WHAT IS BEING ASKED
Note each line in the data holding the string "below" and report it.

DATASET ENTRIES

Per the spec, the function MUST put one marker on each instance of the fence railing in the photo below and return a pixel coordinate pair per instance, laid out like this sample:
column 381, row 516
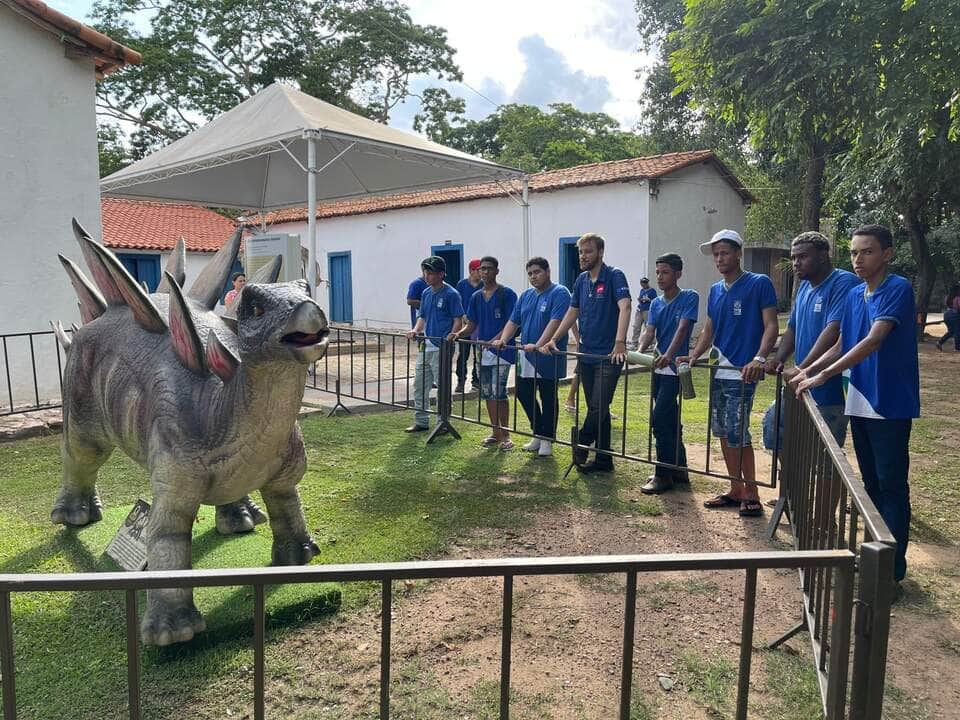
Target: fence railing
column 386, row 375
column 838, row 562
column 829, row 508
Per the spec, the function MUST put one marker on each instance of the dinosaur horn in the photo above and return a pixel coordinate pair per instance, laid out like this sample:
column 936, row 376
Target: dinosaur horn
column 220, row 359
column 208, row 286
column 132, row 295
column 92, row 304
column 101, row 275
column 267, row 273
column 61, row 335
column 176, row 266
column 183, row 331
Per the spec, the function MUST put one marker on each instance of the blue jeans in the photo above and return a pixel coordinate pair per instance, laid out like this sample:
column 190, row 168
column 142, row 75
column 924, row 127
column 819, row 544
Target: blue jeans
column 599, row 382
column 883, row 453
column 667, row 430
column 732, row 404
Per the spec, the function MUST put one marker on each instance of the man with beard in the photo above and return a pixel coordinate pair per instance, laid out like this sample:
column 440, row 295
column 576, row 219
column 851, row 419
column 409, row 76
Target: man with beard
column 601, row 303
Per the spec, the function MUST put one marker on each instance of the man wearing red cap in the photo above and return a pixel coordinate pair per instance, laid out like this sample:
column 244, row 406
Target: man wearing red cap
column 467, row 287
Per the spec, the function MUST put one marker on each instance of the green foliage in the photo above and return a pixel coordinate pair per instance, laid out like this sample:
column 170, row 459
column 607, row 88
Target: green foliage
column 526, row 137
column 201, row 57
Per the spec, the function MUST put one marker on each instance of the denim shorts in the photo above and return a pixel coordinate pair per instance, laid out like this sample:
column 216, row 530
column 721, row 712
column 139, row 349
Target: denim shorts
column 732, row 402
column 493, row 381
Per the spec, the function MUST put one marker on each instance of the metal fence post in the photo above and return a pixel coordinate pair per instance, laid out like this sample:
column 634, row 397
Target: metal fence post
column 871, row 627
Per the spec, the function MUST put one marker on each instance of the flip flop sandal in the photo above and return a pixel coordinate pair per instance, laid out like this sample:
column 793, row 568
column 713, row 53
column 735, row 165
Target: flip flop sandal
column 721, row 501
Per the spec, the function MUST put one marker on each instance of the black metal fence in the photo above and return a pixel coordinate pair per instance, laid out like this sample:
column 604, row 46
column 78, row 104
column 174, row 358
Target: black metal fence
column 839, row 562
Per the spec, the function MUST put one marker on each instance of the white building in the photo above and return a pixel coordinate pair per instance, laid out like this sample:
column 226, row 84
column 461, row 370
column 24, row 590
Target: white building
column 371, row 248
column 48, row 172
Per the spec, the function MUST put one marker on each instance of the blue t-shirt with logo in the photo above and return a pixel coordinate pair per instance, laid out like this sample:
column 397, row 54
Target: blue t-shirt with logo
column 491, row 316
column 665, row 316
column 415, row 292
column 737, row 316
column 647, row 294
column 814, row 309
column 439, row 308
column 885, row 384
column 533, row 313
column 599, row 314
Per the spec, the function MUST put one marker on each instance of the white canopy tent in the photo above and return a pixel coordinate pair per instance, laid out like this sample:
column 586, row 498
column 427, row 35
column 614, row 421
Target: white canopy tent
column 255, row 157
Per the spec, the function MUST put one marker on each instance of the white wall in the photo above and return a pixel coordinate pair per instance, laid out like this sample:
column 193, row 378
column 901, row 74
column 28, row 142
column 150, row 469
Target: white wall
column 385, row 260
column 691, row 205
column 49, row 173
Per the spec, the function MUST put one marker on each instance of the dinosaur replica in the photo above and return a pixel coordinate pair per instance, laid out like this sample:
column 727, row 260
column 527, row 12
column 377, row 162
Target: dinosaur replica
column 207, row 404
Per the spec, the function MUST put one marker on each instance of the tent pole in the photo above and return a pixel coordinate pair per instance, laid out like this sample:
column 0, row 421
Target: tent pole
column 525, row 217
column 311, row 136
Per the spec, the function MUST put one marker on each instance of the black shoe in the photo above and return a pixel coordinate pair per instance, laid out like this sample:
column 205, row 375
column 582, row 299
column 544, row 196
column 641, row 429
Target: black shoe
column 580, row 456
column 592, row 467
column 656, row 485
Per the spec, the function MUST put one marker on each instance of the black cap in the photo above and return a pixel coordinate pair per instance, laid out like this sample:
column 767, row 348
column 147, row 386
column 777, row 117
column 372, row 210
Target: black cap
column 434, row 264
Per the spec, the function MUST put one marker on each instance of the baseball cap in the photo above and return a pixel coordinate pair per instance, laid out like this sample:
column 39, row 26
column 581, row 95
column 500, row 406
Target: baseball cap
column 434, row 264
column 728, row 235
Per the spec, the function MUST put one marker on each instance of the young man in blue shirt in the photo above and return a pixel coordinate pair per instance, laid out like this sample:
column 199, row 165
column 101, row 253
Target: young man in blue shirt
column 672, row 317
column 600, row 302
column 439, row 318
column 537, row 315
column 814, row 324
column 742, row 326
column 414, row 293
column 489, row 311
column 644, row 300
column 467, row 287
column 878, row 344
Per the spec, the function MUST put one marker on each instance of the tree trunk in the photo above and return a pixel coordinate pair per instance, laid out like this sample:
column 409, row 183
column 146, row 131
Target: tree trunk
column 813, row 189
column 927, row 270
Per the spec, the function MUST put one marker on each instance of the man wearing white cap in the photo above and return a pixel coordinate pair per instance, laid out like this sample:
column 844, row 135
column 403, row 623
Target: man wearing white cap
column 742, row 325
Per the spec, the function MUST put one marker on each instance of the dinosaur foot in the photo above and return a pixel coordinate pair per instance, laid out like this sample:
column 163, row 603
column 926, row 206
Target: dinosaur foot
column 164, row 623
column 239, row 517
column 76, row 508
column 294, row 551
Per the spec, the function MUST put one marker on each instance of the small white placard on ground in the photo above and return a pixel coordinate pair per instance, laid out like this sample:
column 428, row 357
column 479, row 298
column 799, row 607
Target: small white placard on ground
column 129, row 546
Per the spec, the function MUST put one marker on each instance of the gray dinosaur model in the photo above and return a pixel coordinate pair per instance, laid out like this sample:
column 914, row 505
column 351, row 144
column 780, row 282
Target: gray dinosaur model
column 207, row 404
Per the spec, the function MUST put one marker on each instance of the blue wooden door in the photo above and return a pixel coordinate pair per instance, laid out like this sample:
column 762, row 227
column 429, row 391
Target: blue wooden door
column 341, row 287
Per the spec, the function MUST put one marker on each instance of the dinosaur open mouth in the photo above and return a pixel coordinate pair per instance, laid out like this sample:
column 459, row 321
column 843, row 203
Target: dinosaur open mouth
column 304, row 339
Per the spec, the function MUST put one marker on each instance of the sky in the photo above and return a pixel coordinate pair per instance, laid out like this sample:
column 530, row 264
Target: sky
column 537, row 52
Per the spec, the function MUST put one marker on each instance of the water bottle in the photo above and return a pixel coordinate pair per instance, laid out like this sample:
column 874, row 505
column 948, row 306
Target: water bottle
column 686, row 381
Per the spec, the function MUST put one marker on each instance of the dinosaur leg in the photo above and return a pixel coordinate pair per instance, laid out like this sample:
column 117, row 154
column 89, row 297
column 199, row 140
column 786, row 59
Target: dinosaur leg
column 292, row 544
column 77, row 503
column 239, row 517
column 170, row 615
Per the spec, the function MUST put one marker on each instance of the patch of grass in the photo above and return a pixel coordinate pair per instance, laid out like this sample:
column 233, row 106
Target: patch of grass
column 711, row 681
column 793, row 692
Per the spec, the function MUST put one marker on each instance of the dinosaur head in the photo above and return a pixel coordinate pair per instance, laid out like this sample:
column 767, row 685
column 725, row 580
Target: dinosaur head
column 280, row 322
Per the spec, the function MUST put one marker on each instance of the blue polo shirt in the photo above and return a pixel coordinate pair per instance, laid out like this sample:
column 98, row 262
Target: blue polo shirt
column 886, row 384
column 665, row 316
column 415, row 292
column 814, row 309
column 491, row 316
column 533, row 313
column 439, row 309
column 737, row 316
column 647, row 294
column 597, row 304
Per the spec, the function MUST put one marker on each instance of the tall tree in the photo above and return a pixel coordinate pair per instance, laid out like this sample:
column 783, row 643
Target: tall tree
column 201, row 57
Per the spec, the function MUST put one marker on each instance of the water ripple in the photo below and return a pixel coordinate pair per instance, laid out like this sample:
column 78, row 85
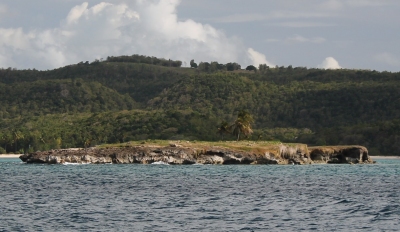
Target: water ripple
column 199, row 197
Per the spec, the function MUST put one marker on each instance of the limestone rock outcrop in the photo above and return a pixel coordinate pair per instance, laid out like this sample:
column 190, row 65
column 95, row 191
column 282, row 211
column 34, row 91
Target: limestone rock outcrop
column 274, row 154
column 340, row 154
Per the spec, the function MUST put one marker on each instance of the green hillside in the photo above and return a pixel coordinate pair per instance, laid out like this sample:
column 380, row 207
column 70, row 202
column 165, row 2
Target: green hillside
column 131, row 98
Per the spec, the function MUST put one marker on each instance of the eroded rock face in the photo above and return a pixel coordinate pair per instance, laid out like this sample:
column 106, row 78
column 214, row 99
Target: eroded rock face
column 340, row 154
column 274, row 154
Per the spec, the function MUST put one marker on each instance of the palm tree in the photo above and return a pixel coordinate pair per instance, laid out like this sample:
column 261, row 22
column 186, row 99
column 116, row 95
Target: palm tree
column 223, row 129
column 17, row 136
column 242, row 124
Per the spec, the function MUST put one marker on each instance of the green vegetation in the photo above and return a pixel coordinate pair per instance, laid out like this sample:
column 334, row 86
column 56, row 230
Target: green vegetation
column 140, row 98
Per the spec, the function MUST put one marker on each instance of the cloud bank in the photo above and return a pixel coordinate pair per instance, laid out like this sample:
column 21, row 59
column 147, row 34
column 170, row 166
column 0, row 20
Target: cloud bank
column 330, row 63
column 142, row 27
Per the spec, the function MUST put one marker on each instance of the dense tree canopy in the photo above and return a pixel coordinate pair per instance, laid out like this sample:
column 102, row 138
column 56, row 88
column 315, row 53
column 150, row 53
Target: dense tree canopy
column 136, row 98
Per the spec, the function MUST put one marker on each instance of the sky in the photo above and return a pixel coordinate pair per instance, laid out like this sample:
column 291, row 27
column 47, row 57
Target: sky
column 329, row 34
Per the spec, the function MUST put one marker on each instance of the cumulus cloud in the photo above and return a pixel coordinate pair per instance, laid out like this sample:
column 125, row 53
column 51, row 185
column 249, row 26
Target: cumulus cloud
column 301, row 39
column 388, row 58
column 142, row 27
column 257, row 58
column 330, row 63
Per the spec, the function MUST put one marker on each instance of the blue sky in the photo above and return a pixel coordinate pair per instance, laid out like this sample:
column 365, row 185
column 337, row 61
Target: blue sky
column 354, row 34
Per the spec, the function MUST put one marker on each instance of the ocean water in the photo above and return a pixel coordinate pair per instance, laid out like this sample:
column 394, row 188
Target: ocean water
column 199, row 197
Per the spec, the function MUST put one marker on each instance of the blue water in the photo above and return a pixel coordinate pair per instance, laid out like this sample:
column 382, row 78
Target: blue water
column 199, row 198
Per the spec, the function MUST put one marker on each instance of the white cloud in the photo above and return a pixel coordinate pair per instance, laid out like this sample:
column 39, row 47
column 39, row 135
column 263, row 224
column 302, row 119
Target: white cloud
column 258, row 58
column 301, row 39
column 303, row 24
column 388, row 58
column 330, row 63
column 331, row 5
column 143, row 27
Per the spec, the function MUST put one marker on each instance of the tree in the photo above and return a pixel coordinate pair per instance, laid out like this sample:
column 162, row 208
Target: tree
column 242, row 124
column 193, row 64
column 223, row 129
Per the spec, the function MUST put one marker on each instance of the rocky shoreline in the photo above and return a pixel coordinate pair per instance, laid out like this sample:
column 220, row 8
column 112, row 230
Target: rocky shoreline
column 178, row 154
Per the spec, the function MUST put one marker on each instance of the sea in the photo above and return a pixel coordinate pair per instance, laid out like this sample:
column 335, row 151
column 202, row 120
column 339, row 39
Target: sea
column 159, row 197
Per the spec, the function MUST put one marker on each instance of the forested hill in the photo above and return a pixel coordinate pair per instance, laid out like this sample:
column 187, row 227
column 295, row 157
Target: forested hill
column 139, row 98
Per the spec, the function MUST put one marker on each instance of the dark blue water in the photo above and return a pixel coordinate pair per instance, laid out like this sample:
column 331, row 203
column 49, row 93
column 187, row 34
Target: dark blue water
column 199, row 198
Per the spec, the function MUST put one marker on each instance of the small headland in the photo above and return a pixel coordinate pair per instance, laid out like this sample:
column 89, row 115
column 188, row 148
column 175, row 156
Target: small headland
column 219, row 153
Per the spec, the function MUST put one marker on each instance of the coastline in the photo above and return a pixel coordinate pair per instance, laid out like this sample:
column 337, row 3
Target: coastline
column 13, row 156
column 385, row 157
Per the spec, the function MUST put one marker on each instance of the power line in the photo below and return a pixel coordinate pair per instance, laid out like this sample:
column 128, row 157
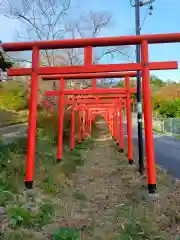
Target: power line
column 145, row 17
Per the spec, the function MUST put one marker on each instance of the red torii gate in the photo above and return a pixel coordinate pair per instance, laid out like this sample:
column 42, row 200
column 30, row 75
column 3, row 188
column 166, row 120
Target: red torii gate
column 144, row 66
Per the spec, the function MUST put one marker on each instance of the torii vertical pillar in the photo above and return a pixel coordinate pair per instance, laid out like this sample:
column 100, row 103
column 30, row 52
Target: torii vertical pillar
column 60, row 122
column 32, row 120
column 129, row 121
column 150, row 158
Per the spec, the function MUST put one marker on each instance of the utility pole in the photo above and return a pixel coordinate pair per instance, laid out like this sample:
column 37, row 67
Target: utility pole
column 137, row 6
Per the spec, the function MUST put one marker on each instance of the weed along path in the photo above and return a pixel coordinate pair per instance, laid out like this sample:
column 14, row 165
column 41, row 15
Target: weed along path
column 93, row 194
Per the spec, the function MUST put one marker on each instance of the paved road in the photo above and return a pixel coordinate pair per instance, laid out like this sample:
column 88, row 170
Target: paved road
column 167, row 151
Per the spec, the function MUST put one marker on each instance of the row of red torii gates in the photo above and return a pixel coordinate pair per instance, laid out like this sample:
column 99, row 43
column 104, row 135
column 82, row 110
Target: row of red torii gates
column 108, row 107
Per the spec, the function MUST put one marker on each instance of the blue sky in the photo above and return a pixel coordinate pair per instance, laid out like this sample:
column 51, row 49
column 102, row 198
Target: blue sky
column 165, row 19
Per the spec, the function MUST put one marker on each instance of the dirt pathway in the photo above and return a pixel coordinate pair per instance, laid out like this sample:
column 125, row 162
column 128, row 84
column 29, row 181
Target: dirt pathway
column 92, row 202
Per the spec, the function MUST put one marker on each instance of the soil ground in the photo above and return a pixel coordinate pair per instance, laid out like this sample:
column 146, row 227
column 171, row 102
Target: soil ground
column 104, row 198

OUTPUT
Per the spec, the function MUST put one marker on each instance of the fence railing in the photo below and return a pixel coordinate pair per instance, laid out like this sample:
Per the spec, the function MUST put one marker on each instance of the water ripple in the photo below and return a pixel coordinate pair per instance, laid out like this sample:
Per the spec, the function MUST put one marker on each instance of the power line in the photo below and return a pixel coordinate pair per instance, laid out like this sample:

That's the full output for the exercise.